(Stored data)
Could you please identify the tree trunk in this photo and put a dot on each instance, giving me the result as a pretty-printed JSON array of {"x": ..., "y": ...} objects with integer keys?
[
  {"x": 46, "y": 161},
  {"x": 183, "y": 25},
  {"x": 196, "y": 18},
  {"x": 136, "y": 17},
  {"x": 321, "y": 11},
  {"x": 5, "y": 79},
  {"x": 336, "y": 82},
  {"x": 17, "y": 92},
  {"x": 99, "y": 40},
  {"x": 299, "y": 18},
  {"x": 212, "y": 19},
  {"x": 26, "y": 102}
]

> _Short problem_
Reproduce every one of the entries above verbatim, with no changes.

> _Output of the task_
Could you please identify the tree trunk in this photo and put a dot on each instance, giving me the result as a pretty-printed JSON array of {"x": ..., "y": ...} objects with integer keys?
[
  {"x": 46, "y": 161},
  {"x": 183, "y": 25},
  {"x": 196, "y": 18},
  {"x": 136, "y": 17},
  {"x": 321, "y": 11},
  {"x": 5, "y": 79},
  {"x": 336, "y": 82},
  {"x": 17, "y": 92},
  {"x": 99, "y": 40},
  {"x": 299, "y": 18},
  {"x": 212, "y": 19},
  {"x": 26, "y": 102}
]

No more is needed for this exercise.